=== WHAT YOU ARE ASKED TO DO ===
Here the answer should be the line with "the rusty auger" and all the lines after it through the end of the listing, each repeated exactly, and no other text.

-- AVAILABLE DATA follows --

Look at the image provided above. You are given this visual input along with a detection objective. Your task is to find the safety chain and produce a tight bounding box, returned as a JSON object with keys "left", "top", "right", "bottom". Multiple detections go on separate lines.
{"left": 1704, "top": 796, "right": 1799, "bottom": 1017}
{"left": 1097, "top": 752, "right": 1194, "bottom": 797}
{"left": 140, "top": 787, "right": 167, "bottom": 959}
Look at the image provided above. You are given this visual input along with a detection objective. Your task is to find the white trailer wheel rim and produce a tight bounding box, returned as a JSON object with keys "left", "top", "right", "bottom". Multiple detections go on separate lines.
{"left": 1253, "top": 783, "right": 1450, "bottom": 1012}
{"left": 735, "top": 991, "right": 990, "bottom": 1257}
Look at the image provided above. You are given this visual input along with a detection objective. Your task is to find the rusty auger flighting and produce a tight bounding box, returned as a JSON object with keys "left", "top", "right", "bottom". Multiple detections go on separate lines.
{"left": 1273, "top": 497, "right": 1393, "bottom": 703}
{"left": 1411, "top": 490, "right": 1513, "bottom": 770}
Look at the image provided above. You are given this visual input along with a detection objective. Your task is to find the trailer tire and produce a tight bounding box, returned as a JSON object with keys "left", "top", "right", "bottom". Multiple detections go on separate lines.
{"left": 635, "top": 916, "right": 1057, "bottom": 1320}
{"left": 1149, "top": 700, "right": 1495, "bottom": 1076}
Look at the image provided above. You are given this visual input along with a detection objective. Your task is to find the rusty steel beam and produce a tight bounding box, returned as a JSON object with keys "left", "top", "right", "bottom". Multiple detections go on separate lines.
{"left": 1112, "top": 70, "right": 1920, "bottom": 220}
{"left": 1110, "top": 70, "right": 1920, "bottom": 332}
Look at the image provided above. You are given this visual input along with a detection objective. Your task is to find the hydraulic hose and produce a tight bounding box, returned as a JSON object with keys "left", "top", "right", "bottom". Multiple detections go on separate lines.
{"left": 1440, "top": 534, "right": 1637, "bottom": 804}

-- AVAILABLE DATA concluded --

=== EXERCISE RESPONSE ===
Look at the image provided above. You are given this visual input along with a detection objective. Your task is to find the rusty auger flighting and produce a tight bounding box, returned as a JSON object with keys "left", "top", "right", "bottom". Multiple detections go on separate lines.
{"left": 1273, "top": 497, "right": 1393, "bottom": 703}
{"left": 1411, "top": 490, "right": 1513, "bottom": 770}
Look at the image provided above. You are given this visual input along with a detection objective. Your task is to find the trailer tire and produce a tight bounding box, returned as a JSON object with keys "left", "top", "right", "bottom". Multiple detections go on separate lines.
{"left": 635, "top": 916, "right": 1057, "bottom": 1320}
{"left": 1149, "top": 700, "right": 1495, "bottom": 1076}
Look at the image provided above. You are given this visual input along with a detection objective. Your task is to find the rusty steel beam and produce a tight bounding box, returned as a JSON object with keys "left", "top", "right", "bottom". Multiple detections go on separate lines.
{"left": 1112, "top": 70, "right": 1920, "bottom": 220}
{"left": 1110, "top": 70, "right": 1920, "bottom": 332}
Look at the image provided above. You are given this visual input along with a detection objective. Your task is to find the hydraulic hose and produce a tight bounding box, returned as a JSON object with keys "left", "top", "right", "bottom". Multiple detections go on separate lines.
{"left": 1440, "top": 534, "right": 1637, "bottom": 804}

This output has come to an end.